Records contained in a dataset
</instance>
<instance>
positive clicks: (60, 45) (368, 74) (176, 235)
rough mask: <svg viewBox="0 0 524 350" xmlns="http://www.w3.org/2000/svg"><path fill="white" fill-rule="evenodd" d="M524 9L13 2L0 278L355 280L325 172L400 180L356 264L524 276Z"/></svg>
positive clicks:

**Your objective**
Scan the records above and show every line in which the word "positive" occurs.

**Task solution**
positive clicks: (60, 45) (368, 74) (176, 235)
positive clicks:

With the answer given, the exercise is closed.